Give the count of lines in the data that include "tile", with no other words.

========================================================================

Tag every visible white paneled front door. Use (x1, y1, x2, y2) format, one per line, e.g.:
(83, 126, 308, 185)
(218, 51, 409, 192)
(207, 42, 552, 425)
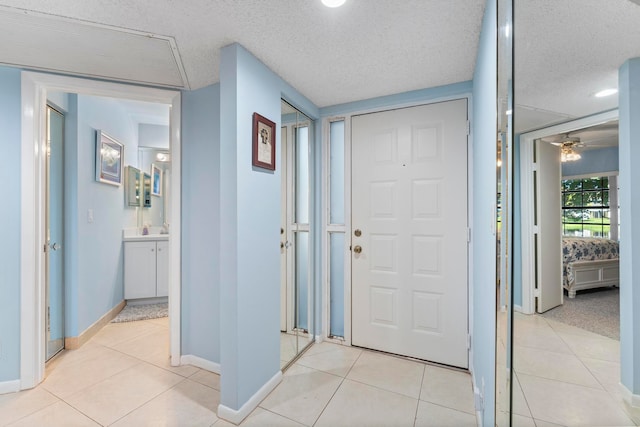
(351, 100, 469, 368)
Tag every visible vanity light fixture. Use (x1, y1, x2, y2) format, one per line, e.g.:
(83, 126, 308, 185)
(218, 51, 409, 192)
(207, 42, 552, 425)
(156, 152, 171, 162)
(321, 0, 346, 7)
(594, 88, 618, 98)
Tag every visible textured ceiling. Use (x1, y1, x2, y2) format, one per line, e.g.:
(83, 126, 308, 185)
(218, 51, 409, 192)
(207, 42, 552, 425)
(514, 0, 640, 132)
(0, 0, 485, 108)
(2, 0, 638, 129)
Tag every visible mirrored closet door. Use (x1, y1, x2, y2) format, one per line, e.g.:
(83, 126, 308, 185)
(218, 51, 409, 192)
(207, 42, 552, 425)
(280, 99, 315, 369)
(496, 0, 514, 424)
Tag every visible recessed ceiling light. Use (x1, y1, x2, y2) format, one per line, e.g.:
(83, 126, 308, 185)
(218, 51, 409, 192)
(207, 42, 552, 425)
(322, 0, 346, 7)
(594, 88, 618, 98)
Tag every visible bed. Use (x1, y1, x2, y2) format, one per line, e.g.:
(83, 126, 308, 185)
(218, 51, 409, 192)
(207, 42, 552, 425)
(562, 237, 619, 298)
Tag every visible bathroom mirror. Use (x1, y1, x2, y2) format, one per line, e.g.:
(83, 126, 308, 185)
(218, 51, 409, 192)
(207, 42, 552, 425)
(125, 166, 141, 207)
(138, 147, 171, 229)
(496, 0, 514, 425)
(280, 99, 315, 369)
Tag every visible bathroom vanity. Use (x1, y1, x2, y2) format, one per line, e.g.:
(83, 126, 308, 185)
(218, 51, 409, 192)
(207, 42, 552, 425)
(123, 232, 169, 300)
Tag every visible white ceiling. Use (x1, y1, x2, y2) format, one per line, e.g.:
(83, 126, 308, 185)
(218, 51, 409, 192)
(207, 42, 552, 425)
(0, 0, 485, 108)
(1, 0, 638, 132)
(514, 0, 640, 133)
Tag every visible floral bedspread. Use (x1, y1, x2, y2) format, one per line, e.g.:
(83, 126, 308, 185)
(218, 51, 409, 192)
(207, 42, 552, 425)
(562, 237, 619, 285)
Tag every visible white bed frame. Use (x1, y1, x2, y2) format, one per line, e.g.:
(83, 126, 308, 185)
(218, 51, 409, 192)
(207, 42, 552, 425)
(565, 258, 620, 298)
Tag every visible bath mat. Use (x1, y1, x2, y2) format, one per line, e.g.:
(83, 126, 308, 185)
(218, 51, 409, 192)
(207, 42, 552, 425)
(111, 303, 168, 323)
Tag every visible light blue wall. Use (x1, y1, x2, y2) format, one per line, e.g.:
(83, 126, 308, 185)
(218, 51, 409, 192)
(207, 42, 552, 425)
(618, 58, 640, 397)
(321, 81, 473, 117)
(219, 43, 319, 410)
(181, 84, 221, 363)
(562, 146, 619, 177)
(472, 0, 497, 425)
(139, 124, 170, 149)
(70, 95, 138, 335)
(0, 66, 22, 382)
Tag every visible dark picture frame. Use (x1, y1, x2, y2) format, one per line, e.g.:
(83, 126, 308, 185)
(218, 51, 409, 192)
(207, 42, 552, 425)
(252, 112, 276, 171)
(95, 130, 124, 186)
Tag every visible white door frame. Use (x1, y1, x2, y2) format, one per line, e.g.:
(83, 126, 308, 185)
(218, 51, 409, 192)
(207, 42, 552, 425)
(321, 94, 473, 369)
(518, 109, 618, 314)
(20, 71, 182, 389)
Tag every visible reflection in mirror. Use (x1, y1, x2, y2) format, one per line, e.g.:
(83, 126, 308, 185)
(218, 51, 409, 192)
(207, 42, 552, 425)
(137, 147, 171, 231)
(280, 99, 315, 369)
(125, 166, 141, 207)
(496, 0, 513, 425)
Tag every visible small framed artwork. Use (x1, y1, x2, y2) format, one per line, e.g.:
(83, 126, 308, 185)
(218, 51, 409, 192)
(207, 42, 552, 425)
(151, 163, 162, 196)
(252, 112, 276, 171)
(95, 131, 124, 186)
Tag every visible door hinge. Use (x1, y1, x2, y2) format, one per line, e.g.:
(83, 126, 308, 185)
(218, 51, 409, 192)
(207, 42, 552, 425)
(467, 334, 471, 350)
(466, 120, 471, 136)
(47, 306, 51, 332)
(467, 227, 471, 243)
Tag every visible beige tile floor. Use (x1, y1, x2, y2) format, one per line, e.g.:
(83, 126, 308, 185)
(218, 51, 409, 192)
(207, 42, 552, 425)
(0, 317, 476, 427)
(512, 313, 640, 427)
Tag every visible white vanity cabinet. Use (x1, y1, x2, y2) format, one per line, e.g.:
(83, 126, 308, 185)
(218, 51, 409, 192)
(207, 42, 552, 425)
(124, 238, 169, 299)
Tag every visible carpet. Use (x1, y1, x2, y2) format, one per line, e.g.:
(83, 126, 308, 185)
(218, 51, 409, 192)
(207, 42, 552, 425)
(111, 303, 168, 323)
(541, 287, 619, 340)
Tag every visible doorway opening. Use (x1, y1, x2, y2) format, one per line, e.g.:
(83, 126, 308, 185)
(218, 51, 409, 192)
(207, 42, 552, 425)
(20, 71, 182, 390)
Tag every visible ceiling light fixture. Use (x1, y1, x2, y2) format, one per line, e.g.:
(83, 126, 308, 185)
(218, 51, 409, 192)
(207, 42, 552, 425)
(561, 146, 581, 162)
(321, 0, 346, 7)
(594, 88, 618, 98)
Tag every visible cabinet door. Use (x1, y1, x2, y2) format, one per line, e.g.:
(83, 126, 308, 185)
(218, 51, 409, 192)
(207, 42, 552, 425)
(156, 240, 169, 297)
(124, 242, 157, 299)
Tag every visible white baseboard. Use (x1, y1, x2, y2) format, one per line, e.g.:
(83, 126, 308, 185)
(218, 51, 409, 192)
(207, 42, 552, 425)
(180, 355, 220, 374)
(621, 382, 640, 408)
(514, 304, 523, 313)
(66, 300, 126, 349)
(0, 380, 21, 395)
(217, 371, 282, 425)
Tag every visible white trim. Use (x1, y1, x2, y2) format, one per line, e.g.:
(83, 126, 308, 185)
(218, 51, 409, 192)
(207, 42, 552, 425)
(169, 92, 182, 366)
(217, 371, 283, 425)
(343, 115, 353, 346)
(519, 110, 619, 316)
(513, 304, 523, 313)
(20, 71, 182, 389)
(0, 380, 21, 395)
(563, 171, 619, 180)
(180, 355, 221, 374)
(621, 382, 640, 408)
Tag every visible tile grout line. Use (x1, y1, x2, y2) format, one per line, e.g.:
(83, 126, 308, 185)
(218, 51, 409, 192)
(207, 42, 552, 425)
(413, 364, 427, 427)
(309, 349, 364, 426)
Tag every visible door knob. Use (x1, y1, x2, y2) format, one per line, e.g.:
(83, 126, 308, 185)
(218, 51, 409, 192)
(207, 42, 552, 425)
(354, 229, 362, 237)
(353, 245, 362, 254)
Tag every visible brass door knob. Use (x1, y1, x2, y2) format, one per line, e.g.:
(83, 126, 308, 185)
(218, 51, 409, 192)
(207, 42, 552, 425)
(354, 229, 362, 237)
(353, 245, 362, 254)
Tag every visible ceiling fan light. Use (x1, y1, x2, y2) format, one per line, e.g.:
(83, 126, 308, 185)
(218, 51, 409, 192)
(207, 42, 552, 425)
(561, 149, 581, 162)
(321, 0, 346, 7)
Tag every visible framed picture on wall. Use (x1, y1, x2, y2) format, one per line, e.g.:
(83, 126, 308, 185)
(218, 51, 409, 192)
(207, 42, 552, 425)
(151, 163, 162, 196)
(252, 112, 276, 171)
(95, 130, 124, 186)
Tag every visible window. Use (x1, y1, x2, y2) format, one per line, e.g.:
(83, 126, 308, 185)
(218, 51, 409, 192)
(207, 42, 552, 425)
(561, 177, 610, 238)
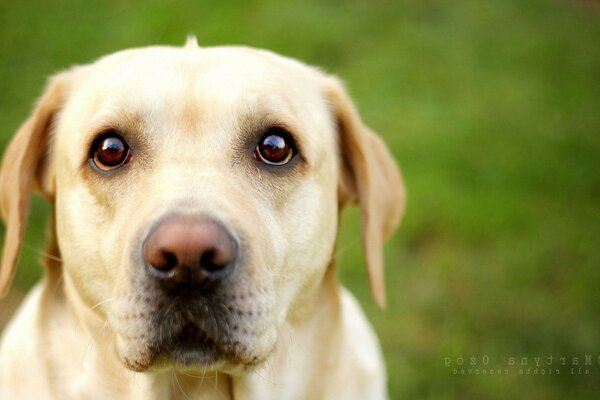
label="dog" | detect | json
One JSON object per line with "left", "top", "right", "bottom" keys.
{"left": 0, "top": 37, "right": 405, "bottom": 399}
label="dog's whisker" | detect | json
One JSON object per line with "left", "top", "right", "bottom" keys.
{"left": 100, "top": 318, "right": 111, "bottom": 339}
{"left": 22, "top": 243, "right": 63, "bottom": 262}
{"left": 49, "top": 271, "right": 65, "bottom": 301}
{"left": 202, "top": 365, "right": 208, "bottom": 385}
{"left": 170, "top": 369, "right": 177, "bottom": 398}
{"left": 89, "top": 297, "right": 115, "bottom": 313}
{"left": 173, "top": 368, "right": 191, "bottom": 400}
{"left": 177, "top": 369, "right": 205, "bottom": 380}
{"left": 278, "top": 324, "right": 295, "bottom": 365}
{"left": 250, "top": 363, "right": 278, "bottom": 386}
{"left": 332, "top": 236, "right": 362, "bottom": 260}
{"left": 212, "top": 372, "right": 223, "bottom": 399}
{"left": 81, "top": 335, "right": 96, "bottom": 370}
{"left": 218, "top": 376, "right": 230, "bottom": 400}
{"left": 207, "top": 303, "right": 221, "bottom": 337}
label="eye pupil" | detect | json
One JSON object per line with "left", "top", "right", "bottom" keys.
{"left": 255, "top": 129, "right": 294, "bottom": 165}
{"left": 261, "top": 135, "right": 287, "bottom": 160}
{"left": 92, "top": 132, "right": 130, "bottom": 170}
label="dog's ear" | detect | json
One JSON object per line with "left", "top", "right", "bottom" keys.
{"left": 0, "top": 71, "right": 74, "bottom": 297}
{"left": 325, "top": 77, "right": 406, "bottom": 308}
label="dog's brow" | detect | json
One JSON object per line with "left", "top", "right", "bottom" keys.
{"left": 237, "top": 101, "right": 303, "bottom": 138}
{"left": 86, "top": 106, "right": 144, "bottom": 131}
{"left": 236, "top": 107, "right": 308, "bottom": 163}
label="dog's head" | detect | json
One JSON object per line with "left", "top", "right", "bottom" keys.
{"left": 0, "top": 39, "right": 404, "bottom": 372}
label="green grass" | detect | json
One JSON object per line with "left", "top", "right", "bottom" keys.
{"left": 1, "top": 0, "right": 600, "bottom": 398}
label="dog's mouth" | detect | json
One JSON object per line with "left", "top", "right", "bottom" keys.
{"left": 120, "top": 321, "right": 222, "bottom": 372}
{"left": 159, "top": 322, "right": 222, "bottom": 367}
{"left": 120, "top": 306, "right": 266, "bottom": 372}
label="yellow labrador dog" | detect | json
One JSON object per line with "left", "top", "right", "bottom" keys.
{"left": 0, "top": 37, "right": 404, "bottom": 399}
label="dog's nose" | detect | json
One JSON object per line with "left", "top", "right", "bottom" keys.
{"left": 143, "top": 216, "right": 237, "bottom": 292}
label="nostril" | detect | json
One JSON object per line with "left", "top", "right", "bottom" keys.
{"left": 160, "top": 251, "right": 178, "bottom": 272}
{"left": 147, "top": 249, "right": 179, "bottom": 272}
{"left": 200, "top": 249, "right": 227, "bottom": 272}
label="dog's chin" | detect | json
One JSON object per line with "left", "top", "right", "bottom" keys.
{"left": 159, "top": 323, "right": 222, "bottom": 367}
{"left": 119, "top": 323, "right": 266, "bottom": 373}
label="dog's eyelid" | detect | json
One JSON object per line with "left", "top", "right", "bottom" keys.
{"left": 266, "top": 120, "right": 304, "bottom": 151}
{"left": 263, "top": 125, "right": 296, "bottom": 145}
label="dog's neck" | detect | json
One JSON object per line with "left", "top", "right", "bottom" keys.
{"left": 38, "top": 262, "right": 343, "bottom": 399}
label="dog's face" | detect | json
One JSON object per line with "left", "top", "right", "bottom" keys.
{"left": 55, "top": 45, "right": 341, "bottom": 371}
{"left": 0, "top": 41, "right": 404, "bottom": 373}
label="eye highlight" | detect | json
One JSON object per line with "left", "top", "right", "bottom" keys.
{"left": 254, "top": 128, "right": 295, "bottom": 165}
{"left": 90, "top": 130, "right": 131, "bottom": 171}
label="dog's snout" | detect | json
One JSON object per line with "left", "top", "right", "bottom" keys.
{"left": 143, "top": 216, "right": 237, "bottom": 292}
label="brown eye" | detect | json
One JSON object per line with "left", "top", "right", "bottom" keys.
{"left": 254, "top": 129, "right": 294, "bottom": 165}
{"left": 91, "top": 131, "right": 131, "bottom": 170}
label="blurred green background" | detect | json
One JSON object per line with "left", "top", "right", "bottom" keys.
{"left": 1, "top": 0, "right": 600, "bottom": 398}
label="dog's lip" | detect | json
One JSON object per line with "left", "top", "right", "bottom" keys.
{"left": 172, "top": 322, "right": 216, "bottom": 348}
{"left": 119, "top": 323, "right": 220, "bottom": 371}
{"left": 120, "top": 313, "right": 269, "bottom": 371}
{"left": 156, "top": 321, "right": 263, "bottom": 368}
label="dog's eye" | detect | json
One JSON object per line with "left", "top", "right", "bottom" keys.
{"left": 254, "top": 128, "right": 294, "bottom": 165}
{"left": 91, "top": 131, "right": 131, "bottom": 170}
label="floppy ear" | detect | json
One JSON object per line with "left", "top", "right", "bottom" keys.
{"left": 0, "top": 71, "right": 73, "bottom": 297}
{"left": 325, "top": 77, "right": 406, "bottom": 308}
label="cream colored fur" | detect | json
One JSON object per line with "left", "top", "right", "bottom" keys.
{"left": 0, "top": 39, "right": 404, "bottom": 399}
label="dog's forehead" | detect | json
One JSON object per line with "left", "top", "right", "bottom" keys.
{"left": 78, "top": 46, "right": 324, "bottom": 108}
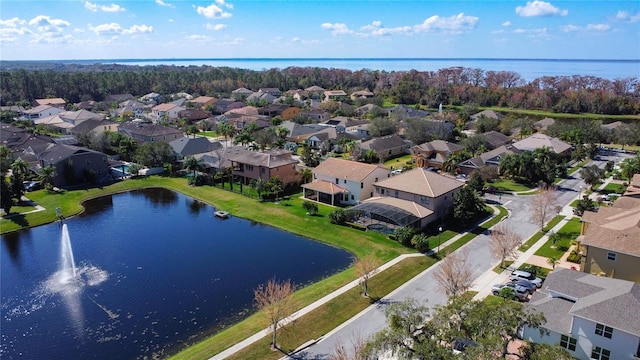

========================================================================

Solution to this problem: 2